So here’s something interesting happening behind the scenes in the AI world right now. Big AI companies spend hundreds of millions of dollars training their models on massive amounts of data. But there’s a shortcut some smaller players use called “distillation” — basically, you let a big expensive model generate a bunch of outputs, then train your cheaper model on those outputs instead of raw data. Think of it like a student who learns not from textbooks but by copying a really smart classmate’s homework. You end up with a capable student without doing all the original reading yourself. Elon Musk essentially admitted his company did something like this with Grok, using OpenAI’s models as part of the training process — which is awkward given his very public beef with OpenAI.

Why does this matter to you? Because it’s kicking off a real fight over who owns AI “knowledge.” The big labs are now writing terms of service that explicitly ban using their outputs to train competing models, and they’re getting better at detecting when it happens. It’s a bit like a restaurant trying to legally stop you from reverse-engineering their secret sauce. This legal and technical tug-of-war will shape which AI tools survive, which get sued into oblivion, and ultimately which ones you’ll have access to in two years.

Here’s where you can actually use this to your advantage. First, if you’re a small business owner, pay attention to which AI tools are building on solid legal ground versus which ones might disappear or get hobbled by lawsuits. Tools built on distilled or legally shaky models could vanish or degrade overnight, so diversify what you rely on rather than going all-in on one platform. Second, there’s genuine freelance work emerging here — companies need people to audit and document how they’re using AI outputs, making sure they stay within terms of service. If you’re detail-oriented, offering “AI compliance” checks to small businesses is a real niche with real demand right now. Third, if you create content for a living — writing, coaching, courses — this is your reminder that human-generated, experience-based content is becoming more valuable, not less, as AI-generated stuff floods the market. Double down on your personal stories and specific expertise, because that’s genuinely hard to copy or distill.

The messy legal reality of AI training means the smartest move is treating these tools like borrowed equipment — useful today, but always have a backup plan.

[Dataset entries]

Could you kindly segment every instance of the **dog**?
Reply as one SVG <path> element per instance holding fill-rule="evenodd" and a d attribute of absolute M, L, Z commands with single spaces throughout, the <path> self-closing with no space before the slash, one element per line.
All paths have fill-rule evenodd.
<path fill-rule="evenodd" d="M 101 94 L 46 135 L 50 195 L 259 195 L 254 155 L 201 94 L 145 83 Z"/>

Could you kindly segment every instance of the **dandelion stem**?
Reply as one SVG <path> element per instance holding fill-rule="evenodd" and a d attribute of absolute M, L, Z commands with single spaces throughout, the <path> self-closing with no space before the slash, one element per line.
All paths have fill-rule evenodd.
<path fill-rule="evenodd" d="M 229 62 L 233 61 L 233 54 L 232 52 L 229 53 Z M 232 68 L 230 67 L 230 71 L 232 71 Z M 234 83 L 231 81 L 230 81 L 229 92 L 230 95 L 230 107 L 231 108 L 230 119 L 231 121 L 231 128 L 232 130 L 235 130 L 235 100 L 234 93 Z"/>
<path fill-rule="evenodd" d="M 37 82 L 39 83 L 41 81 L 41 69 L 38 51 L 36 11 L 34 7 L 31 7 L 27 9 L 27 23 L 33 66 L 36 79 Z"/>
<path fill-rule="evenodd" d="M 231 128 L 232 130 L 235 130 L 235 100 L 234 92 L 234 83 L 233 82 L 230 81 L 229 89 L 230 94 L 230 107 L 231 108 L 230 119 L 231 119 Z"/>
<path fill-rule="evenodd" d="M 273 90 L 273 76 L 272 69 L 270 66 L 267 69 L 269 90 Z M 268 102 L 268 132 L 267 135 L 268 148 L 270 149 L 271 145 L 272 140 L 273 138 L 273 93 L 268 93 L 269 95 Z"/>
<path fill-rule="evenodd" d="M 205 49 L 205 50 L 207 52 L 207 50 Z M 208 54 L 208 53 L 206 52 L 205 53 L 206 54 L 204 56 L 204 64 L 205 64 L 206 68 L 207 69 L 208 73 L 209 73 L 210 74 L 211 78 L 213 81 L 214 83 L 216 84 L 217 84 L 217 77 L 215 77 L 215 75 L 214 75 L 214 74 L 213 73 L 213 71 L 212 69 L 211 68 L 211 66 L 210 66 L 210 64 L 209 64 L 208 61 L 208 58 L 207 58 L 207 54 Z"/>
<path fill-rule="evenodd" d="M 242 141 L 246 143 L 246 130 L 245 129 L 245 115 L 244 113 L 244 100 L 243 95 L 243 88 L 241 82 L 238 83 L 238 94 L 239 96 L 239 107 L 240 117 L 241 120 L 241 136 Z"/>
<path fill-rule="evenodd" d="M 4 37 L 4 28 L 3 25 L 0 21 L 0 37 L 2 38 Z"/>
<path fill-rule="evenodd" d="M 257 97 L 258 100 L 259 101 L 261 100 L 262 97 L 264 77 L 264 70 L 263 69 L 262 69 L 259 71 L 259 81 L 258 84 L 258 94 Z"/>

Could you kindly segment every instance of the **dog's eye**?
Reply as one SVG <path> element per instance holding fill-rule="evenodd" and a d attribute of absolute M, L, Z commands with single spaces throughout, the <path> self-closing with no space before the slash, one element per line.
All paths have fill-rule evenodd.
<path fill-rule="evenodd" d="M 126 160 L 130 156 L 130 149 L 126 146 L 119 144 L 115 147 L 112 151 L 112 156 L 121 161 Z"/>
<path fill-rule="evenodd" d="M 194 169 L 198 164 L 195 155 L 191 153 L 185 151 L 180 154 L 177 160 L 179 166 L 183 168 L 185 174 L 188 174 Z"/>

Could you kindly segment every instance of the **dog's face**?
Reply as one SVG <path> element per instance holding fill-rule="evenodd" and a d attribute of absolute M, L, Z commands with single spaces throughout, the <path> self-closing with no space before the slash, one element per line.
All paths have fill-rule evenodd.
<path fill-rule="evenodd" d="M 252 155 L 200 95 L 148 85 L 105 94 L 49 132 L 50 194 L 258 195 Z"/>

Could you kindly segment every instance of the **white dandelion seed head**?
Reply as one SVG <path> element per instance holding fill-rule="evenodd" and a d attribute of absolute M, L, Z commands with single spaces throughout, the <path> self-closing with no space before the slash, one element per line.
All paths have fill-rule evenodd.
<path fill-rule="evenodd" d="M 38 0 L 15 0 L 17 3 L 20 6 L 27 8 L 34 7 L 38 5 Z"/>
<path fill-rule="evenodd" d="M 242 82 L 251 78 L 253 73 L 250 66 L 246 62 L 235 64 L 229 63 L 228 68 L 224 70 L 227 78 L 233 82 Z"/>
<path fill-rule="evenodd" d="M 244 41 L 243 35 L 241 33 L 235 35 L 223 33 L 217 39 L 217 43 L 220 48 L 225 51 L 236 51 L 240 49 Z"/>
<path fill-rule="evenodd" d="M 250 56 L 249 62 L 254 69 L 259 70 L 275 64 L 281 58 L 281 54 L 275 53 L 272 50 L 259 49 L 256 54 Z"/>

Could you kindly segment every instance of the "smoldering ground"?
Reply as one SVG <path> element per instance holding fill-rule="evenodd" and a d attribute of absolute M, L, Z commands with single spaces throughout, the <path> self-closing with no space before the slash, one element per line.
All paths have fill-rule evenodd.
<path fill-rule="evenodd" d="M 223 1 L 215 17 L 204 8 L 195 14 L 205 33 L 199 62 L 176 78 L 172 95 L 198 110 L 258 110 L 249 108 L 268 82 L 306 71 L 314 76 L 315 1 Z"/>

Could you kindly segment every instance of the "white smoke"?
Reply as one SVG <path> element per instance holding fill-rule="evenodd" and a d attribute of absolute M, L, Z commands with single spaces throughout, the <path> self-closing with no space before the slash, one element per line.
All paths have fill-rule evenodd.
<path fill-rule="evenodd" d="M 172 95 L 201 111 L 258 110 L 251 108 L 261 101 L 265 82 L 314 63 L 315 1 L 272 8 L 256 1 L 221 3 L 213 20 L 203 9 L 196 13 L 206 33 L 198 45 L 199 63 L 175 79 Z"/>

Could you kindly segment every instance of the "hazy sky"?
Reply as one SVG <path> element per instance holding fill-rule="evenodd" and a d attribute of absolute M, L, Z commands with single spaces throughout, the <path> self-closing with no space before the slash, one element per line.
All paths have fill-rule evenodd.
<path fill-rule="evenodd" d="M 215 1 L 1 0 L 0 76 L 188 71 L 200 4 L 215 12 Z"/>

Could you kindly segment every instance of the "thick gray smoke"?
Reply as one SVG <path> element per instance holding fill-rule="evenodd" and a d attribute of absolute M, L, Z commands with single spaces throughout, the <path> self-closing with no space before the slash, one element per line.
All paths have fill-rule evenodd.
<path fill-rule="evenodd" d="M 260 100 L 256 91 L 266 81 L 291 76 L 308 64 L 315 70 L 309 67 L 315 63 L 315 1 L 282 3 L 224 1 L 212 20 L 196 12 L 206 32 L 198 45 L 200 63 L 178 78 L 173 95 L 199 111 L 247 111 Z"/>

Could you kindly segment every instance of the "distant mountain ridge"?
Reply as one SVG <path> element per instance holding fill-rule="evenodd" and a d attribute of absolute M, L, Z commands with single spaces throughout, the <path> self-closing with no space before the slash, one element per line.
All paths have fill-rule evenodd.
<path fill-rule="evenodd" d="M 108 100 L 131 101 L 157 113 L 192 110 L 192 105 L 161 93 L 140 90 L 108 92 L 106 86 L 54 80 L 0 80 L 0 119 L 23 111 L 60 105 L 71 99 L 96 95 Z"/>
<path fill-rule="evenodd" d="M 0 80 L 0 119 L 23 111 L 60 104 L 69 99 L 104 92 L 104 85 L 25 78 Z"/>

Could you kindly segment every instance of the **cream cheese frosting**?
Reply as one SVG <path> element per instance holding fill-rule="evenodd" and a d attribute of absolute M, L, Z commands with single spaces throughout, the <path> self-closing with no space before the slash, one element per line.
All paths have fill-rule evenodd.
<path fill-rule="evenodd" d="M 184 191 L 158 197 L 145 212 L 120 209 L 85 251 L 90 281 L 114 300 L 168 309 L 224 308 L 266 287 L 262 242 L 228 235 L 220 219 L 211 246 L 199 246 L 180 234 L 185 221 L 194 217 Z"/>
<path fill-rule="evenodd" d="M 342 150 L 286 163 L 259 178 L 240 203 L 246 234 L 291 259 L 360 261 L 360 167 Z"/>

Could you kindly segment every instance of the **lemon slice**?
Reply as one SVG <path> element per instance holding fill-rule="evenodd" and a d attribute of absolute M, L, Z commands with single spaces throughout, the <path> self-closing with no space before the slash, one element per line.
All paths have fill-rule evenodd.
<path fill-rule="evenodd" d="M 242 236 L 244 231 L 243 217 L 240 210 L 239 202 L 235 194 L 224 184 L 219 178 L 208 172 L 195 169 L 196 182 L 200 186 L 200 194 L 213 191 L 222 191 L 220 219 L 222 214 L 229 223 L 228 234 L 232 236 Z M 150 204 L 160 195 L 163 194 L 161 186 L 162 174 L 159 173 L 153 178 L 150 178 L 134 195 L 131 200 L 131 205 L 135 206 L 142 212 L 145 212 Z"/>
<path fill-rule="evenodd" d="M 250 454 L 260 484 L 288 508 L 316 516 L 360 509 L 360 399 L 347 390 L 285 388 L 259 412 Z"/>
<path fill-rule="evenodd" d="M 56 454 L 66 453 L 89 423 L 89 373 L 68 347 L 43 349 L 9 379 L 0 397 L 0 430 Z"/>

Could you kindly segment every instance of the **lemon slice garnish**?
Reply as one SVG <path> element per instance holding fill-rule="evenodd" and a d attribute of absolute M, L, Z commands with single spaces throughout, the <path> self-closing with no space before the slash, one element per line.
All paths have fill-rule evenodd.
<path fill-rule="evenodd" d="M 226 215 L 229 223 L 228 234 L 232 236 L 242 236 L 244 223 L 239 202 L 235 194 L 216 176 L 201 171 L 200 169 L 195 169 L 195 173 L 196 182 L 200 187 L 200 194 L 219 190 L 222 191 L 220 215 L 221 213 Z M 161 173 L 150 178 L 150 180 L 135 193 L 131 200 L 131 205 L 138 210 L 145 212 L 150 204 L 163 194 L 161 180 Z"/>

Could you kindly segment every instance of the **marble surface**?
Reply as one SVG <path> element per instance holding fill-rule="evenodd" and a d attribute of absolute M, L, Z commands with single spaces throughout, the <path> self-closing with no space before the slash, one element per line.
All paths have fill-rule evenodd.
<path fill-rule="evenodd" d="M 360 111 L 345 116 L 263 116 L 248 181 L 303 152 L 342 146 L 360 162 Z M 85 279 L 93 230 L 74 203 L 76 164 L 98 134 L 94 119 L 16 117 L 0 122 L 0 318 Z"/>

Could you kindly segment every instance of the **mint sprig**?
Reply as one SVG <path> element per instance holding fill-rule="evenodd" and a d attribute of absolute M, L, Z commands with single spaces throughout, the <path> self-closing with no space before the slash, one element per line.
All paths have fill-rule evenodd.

Problem set:
1/ In the article on AI distillation, what do the big labs' new terms of service explicitly ban?
2/ Copy the article on AI distillation word for word from "Why does this" to "in two years.".

Solutions:
1/ Using their outputs to train competing models.

2/
Why does this matter to you? Because it’s kicking off a real fight over who owns AI “knowledge.” The big labs are now writing terms of service that explicitly ban using their outputs to train competing models, and they’re getting better at detecting when it happens. It’s a bit like a restaurant trying to legally stop you from reverse-engineering their secret sauce. This legal and technical tug-of-war will shape which AI tools survive, which get sued into oblivion, and ultimately which ones you’ll have access to in two years.